Gather every line of the listing below that contains the word "dark".

── INFORMATION GIVEN

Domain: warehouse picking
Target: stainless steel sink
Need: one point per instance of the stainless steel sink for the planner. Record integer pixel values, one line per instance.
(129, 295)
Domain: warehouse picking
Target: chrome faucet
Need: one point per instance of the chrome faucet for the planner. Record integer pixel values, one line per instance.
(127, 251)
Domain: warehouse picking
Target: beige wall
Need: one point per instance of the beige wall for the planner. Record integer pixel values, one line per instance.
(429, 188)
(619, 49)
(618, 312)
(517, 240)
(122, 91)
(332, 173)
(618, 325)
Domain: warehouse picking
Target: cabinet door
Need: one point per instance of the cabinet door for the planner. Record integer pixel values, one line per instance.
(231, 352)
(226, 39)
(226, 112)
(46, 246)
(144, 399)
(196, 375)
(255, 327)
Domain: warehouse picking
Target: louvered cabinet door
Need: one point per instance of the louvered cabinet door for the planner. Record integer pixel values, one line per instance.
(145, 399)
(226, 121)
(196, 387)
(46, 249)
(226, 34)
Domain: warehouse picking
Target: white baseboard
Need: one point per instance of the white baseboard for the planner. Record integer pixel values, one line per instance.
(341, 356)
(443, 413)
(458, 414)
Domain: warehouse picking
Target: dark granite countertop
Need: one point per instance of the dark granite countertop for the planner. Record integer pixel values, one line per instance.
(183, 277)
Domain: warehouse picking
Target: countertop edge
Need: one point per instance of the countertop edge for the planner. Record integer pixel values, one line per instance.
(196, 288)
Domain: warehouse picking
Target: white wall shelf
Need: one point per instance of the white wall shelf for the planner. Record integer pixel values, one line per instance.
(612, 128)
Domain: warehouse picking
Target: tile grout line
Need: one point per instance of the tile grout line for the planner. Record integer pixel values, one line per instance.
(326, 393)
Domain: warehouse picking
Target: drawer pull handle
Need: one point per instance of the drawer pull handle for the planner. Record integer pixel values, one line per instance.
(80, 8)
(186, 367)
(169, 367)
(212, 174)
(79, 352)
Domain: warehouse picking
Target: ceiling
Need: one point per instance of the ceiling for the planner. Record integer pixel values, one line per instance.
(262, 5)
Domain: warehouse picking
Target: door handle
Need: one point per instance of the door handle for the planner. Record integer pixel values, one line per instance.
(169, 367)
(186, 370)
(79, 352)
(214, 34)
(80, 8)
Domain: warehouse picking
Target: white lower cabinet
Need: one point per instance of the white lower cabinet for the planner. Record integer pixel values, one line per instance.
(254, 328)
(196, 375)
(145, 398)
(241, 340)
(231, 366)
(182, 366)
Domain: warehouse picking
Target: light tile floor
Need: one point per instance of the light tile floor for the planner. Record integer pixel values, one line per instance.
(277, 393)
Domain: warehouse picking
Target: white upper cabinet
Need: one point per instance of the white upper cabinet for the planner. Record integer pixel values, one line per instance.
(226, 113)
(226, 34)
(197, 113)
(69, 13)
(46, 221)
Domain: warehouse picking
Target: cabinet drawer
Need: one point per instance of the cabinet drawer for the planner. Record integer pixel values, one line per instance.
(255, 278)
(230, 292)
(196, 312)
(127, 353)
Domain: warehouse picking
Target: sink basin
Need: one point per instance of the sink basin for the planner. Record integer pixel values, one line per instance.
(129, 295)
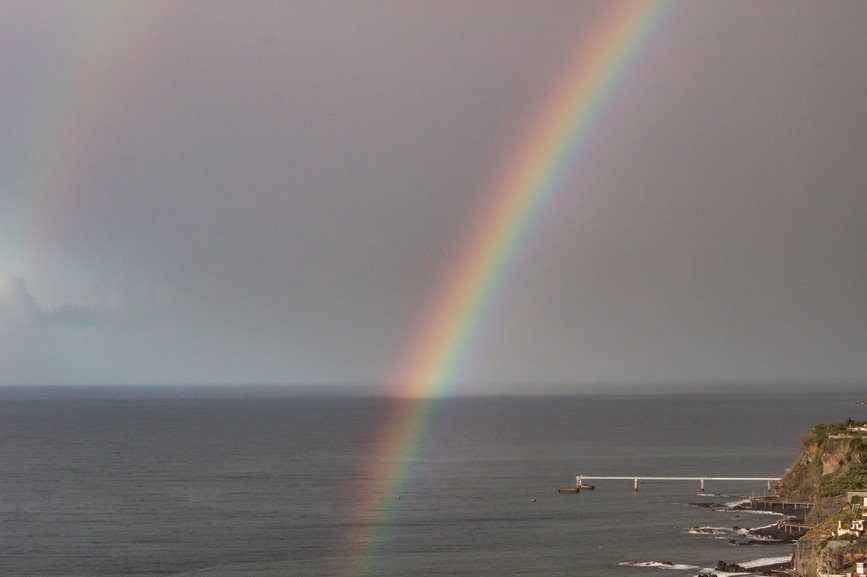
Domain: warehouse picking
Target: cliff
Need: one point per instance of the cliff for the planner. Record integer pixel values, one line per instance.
(832, 463)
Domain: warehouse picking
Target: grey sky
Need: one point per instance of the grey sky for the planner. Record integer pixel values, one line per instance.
(267, 192)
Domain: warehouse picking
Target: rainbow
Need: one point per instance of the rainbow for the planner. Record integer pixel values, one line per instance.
(101, 48)
(517, 201)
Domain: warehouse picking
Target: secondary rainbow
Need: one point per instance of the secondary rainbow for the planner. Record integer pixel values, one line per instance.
(555, 141)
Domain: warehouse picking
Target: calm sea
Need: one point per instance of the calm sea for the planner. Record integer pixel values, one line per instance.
(106, 483)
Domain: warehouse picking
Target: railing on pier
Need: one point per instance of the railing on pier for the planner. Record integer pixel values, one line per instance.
(579, 480)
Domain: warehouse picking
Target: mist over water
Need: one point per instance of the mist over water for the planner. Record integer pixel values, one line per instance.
(116, 483)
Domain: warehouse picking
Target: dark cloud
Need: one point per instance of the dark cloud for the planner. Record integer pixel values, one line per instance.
(276, 192)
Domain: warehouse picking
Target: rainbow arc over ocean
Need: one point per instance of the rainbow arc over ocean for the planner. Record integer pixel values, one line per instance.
(565, 124)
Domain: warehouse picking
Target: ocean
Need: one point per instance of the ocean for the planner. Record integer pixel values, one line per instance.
(102, 482)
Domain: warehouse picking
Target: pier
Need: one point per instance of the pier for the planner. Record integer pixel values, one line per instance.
(636, 480)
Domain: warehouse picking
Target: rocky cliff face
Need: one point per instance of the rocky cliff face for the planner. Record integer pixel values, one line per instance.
(833, 461)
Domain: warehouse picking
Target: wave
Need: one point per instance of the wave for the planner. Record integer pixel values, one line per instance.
(660, 565)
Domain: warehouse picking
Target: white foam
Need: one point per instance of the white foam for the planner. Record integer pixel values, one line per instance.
(708, 530)
(659, 565)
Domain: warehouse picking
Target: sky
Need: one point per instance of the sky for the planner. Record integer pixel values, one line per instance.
(278, 192)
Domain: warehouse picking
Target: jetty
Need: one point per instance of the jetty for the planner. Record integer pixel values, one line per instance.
(636, 480)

────

**SOLUTION:**
Target: dark granite countertop
Need: one point per instance of the dark granite countertop for the planner. Record integer pixel values, one line per instance.
Target: dark cloud
Need: one point per instance of the dark cloud for the planner. Record integer pixel values, one line per instance.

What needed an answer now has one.